▸ **TEXT PROVIDED**:
___
Bcl-2 (B-cell lymphoma 2) is a family of evolutionarily related proteins. These proteins govern mitochondrial outer membrane permeabilization (MOMP) and can be either pro-apoptotic (Bax, Bad, Bak and Bok among others) or anti-apoptotic (including Bcl-2 proper, Bcl-xL, and Bcl-w, among an assortment of others). Particularly, the Bcl-2 and Bcl-xl proteins are crucial inhibitors in the procedure of apoptosis. And they are commonly overexpressed in many tumors. The overexpression of Bcl-2 and Bcl-xl proteins is closely related to tumor initiation, aggressive, and chemoresistance. The mechanism by which Bcl-2/Bcl-xl inhibitors enhance chemotherapy is that chemotherapeutic drugs induce death signals by activating or inactivating pro-apoptotic or anti-apoptotic Bcl-2 family proteins.

Pelcitoclax (also known as APG-1252) is a potent Bcl-2/Bcl-xl inhibitor with antineoplastic and pro-apoptotic effects. Compared with Navitoclax (ABT-263), Pelcitoclax is a nonselective Bcl-2/Bcl-xl inhibitor, with high affinity to Bcl-2/Bcl-xl, but substantially less affinity to MCL-1. In vivo, Pelcitoclax changes to a reactive metabolite named APG-1252-M1, which has significant antitumor effects in acute myeloid leukemia. Similarly, in a xenograft model of small cell lung cancer, long-term administration of Pelcitoclax can cause tumor regression. In addition, in Bcl-2/Bcl-XL-dependent cancer cells, Pelcitoclax specifically binds to and inhibits the activity of the pro-survival proteins Bcl-2 and Bcl-XL. Moreover, Pelcitoclax induces the release of cytochrome c, which subsequently activates caspase 3 and PARP-1. Pelcitoclax has a strong anti-tumor effect by inducing apoptosis, and has synergistic effect with chemotherapy in vivo and in vitro.

In conclusion, Pelcitoclax has potent anti-tumor effects through ntrinsic mitochondrial pathway of apoptosis in many cancer cells.


[1] Hanjie Yi, et al. Cancer Med. 2020 Jun;9(12):4197-4206.
___
▸ **INFORMATION SHOWN**:
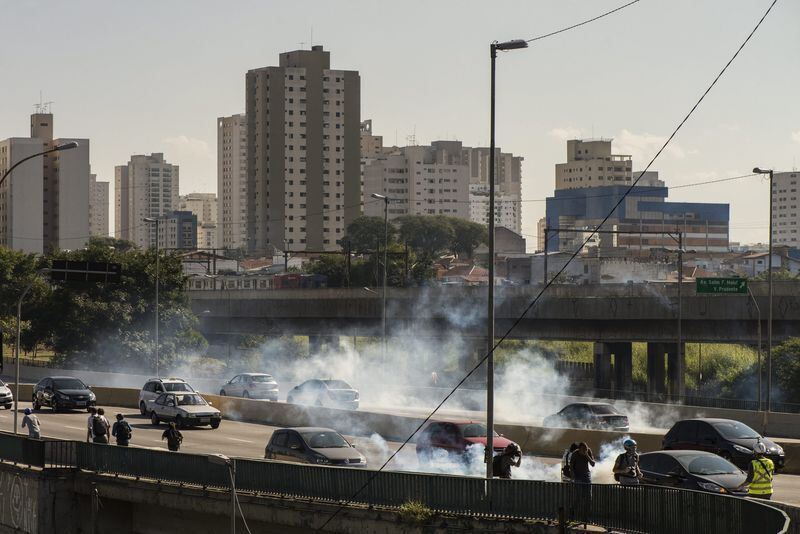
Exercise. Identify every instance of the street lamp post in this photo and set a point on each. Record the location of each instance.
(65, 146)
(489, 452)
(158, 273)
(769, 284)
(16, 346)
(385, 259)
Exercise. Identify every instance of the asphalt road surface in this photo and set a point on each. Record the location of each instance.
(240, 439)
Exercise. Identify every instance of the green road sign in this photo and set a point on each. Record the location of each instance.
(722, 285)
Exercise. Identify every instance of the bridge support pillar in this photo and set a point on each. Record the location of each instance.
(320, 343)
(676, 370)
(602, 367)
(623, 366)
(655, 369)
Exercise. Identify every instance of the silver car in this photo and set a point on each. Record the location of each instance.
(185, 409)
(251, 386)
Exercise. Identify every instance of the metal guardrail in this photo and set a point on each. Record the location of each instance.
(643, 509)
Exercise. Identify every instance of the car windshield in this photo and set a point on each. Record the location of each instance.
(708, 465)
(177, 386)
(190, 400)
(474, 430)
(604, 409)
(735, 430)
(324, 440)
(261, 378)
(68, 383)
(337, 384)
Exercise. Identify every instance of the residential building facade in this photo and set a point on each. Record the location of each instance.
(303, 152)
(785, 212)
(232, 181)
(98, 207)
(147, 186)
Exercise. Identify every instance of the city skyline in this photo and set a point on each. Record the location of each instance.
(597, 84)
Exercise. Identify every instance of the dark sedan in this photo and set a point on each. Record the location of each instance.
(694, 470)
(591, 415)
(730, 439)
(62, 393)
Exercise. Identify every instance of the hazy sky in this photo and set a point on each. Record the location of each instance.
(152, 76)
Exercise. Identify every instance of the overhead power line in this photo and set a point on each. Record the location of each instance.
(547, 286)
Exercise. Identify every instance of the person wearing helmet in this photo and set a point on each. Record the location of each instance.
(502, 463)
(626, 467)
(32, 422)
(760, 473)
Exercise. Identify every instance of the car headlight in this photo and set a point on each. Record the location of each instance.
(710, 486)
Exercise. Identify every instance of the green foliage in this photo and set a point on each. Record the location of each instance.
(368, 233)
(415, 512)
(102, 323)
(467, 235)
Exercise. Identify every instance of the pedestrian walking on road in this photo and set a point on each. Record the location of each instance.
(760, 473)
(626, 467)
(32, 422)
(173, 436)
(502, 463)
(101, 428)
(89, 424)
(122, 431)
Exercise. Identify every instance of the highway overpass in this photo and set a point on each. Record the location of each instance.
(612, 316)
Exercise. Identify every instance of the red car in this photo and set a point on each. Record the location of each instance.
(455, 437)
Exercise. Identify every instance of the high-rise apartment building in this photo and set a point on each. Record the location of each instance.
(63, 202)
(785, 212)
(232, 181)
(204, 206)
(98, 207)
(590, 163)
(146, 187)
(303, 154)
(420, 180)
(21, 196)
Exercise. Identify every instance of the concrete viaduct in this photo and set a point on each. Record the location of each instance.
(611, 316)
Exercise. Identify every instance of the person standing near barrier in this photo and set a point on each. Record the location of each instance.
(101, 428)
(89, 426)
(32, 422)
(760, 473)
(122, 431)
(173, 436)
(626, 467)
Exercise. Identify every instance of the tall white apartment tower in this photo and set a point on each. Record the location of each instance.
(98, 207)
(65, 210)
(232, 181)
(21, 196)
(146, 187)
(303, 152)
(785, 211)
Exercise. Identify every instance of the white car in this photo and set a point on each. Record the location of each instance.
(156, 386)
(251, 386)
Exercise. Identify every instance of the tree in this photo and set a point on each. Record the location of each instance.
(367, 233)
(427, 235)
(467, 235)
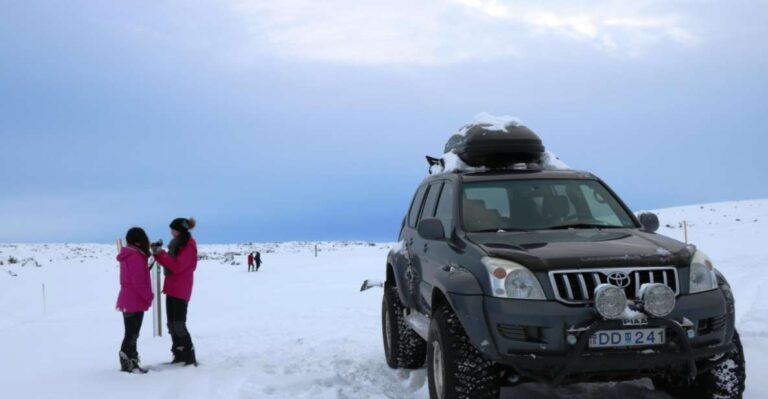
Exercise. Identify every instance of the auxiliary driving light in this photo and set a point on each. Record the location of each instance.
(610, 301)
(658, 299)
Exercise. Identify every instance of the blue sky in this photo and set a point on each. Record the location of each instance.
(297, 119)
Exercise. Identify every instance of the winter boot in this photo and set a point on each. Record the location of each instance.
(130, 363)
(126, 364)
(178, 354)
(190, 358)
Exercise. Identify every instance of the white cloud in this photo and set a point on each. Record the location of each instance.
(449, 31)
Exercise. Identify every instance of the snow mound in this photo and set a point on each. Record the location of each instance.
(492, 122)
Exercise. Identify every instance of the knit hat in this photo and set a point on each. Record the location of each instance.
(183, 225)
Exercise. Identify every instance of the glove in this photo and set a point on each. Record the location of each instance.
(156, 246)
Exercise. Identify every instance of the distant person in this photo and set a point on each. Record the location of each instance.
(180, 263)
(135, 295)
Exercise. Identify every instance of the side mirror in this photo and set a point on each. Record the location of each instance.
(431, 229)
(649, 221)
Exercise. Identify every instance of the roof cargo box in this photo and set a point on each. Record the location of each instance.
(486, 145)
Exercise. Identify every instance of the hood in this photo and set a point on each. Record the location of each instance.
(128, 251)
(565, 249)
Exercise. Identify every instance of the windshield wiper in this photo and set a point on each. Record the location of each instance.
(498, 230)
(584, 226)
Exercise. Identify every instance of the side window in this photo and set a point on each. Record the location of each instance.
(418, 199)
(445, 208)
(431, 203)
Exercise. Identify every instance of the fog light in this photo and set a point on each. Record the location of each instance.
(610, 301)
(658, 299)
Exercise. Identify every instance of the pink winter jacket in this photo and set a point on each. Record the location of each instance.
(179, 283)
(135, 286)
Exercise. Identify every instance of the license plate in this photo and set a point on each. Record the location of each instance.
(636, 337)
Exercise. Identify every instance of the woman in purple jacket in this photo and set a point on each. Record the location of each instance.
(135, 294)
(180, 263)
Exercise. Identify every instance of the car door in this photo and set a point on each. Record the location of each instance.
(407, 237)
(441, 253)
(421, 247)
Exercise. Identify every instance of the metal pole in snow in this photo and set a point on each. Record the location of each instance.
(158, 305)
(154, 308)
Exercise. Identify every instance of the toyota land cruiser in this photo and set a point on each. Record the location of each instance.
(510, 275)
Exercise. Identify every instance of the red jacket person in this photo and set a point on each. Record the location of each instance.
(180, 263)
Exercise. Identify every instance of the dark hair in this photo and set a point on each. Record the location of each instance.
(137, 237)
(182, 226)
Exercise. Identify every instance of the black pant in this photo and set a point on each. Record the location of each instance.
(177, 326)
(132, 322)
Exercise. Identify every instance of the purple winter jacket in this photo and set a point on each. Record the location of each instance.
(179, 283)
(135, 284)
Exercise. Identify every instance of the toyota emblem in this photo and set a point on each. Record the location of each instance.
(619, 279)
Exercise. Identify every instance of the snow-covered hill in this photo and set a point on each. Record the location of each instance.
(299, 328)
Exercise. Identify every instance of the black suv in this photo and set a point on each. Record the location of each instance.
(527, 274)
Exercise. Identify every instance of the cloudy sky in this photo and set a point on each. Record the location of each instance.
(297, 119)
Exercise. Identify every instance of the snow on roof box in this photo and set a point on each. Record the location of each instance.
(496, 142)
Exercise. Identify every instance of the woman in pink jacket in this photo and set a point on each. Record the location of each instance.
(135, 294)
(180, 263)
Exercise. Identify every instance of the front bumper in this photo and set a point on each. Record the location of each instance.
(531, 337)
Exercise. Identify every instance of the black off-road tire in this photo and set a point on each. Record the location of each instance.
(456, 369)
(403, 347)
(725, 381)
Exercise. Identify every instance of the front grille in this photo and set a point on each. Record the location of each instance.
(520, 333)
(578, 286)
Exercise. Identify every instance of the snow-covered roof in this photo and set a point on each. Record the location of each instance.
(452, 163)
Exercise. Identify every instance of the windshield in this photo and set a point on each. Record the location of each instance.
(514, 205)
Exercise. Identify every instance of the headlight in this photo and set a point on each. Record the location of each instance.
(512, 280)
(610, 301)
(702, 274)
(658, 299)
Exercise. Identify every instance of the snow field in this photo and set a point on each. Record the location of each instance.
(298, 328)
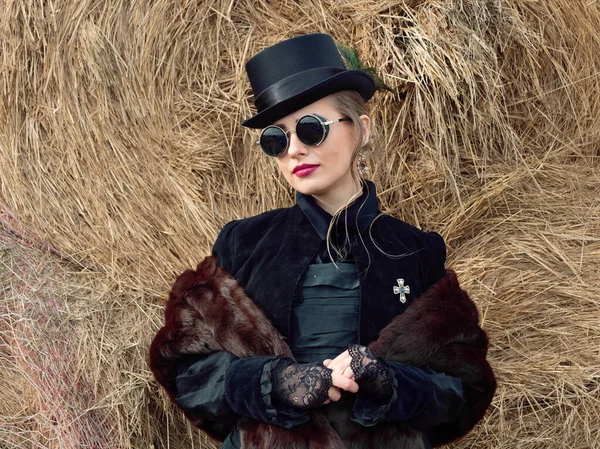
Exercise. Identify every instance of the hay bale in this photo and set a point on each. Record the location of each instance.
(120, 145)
___
▸ **TO DO**:
Reproduce the passage on Pelcitoclax word for word, starting at "In conclusion, Pelcitoclax" and ending at "Med. 2020 Jun;9(12):4197-4206.". The lines above are not needed for this exercise.

▸ **SOLUTION TO THIS EXERCISE**:
In conclusion, Pelcitoclax has potent anti-tumor effects through ntrinsic mitochondrial pathway of apoptosis in many cancer cells.


[1] Hanjie Yi, et al. Cancer Med. 2020 Jun;9(12):4197-4206.